Autores

Otsuschi, C. (UNIVERSIDADE FEDERAL DA FRONTEIRA SUL) ; Alba, R.S. (UNIVERSIDADE COMUNITÁRIA DA REGIÃO DE CHAPECÓ) ; Bocalon, V.L.S. (ESTUDANTE DE PÓS-GRADUAÇÃO DA UFSC)

Resumo

A preocupação em proteger os recursos naturais é importante para manter a biodiversidade, a geodiversidade, a saúde e reduzir tanto os danos ambientais quanto os riscos geomorfológicos. Uma das possibilidades nas pesquisas ambientais é o estudo da paisagem. Nesse tipo de estudo é fundamental considerar os sujeitos que intervém no uso do ambiente, como moradia, para atividades econômicas, sociais e políticas. A percepção do meio pode estar associada com as intencionalidades. Para mostrar a relação entre percepção da paisagem, intencionalidade e planejamento ambiental foram analisadas algumas sugestões da população de Chapecó/SC sobre o meio ambiente para a revisão do Plano Diretor em 2013. Verificou-se em algumas propostas o desconhecimento das funções ambientais e da relação entre uso da terra com os riscos geomorfológicos, os problemas sociais e ambientais.

____

▸ Enunciado 1
Segundo o resumo, por que é importante a preocupação em proteger os recursos naturais?
▸ Enunciado 2
Reproduza o trecho do resumo que começa em "Otsuschi, C. (UNIVERSIDADE" e termina em "PÓS-GRADUAÇÃO DA UFSC)", renomeando "UFSC" para "UNIVERSIDADE FEDERAL DE SANTA CATARINA".

▸ Seção de dados
____

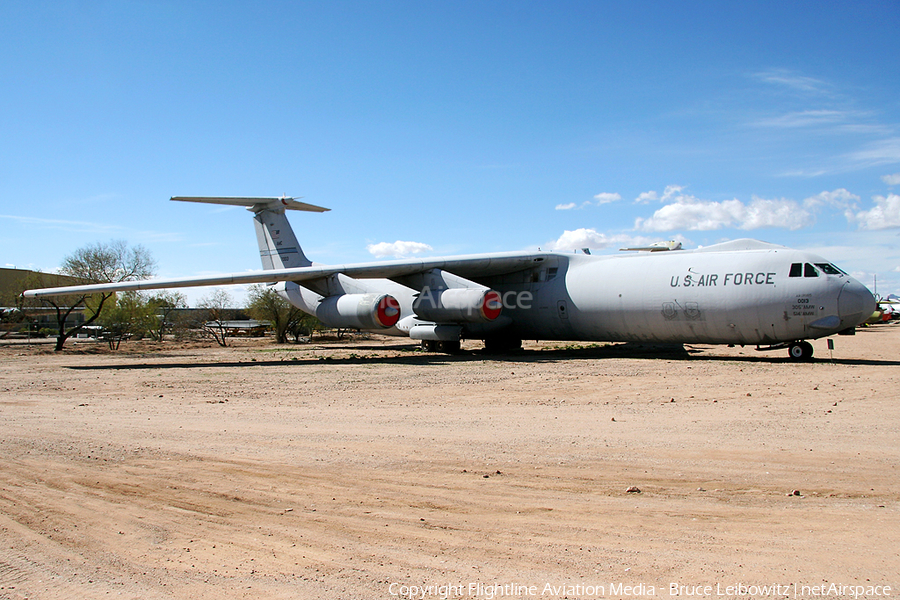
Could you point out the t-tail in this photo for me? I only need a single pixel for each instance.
(278, 246)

____

▸ Resposta 1
Porque ajuda a manter a biodiversidade, a geodiversidade e a saúde, além de reduzir tanto os danos ambientais quanto os riscos geomorfológicos.

▸ Resposta 2
Otsuschi, C. (UNIVERSIDADE FEDERAL DA FRONTEIRA SUL) ; Alba, R.S. (UNIVERSIDADE COMUNITÁRIA DA REGIÃO DE CHAPECÓ) ; Bocalon, V.L.S. (ESTUDANTE DE PÓS-GRADUAÇÃO DA UNIVERSIDADE FEDERAL DE SANTA CATARINA)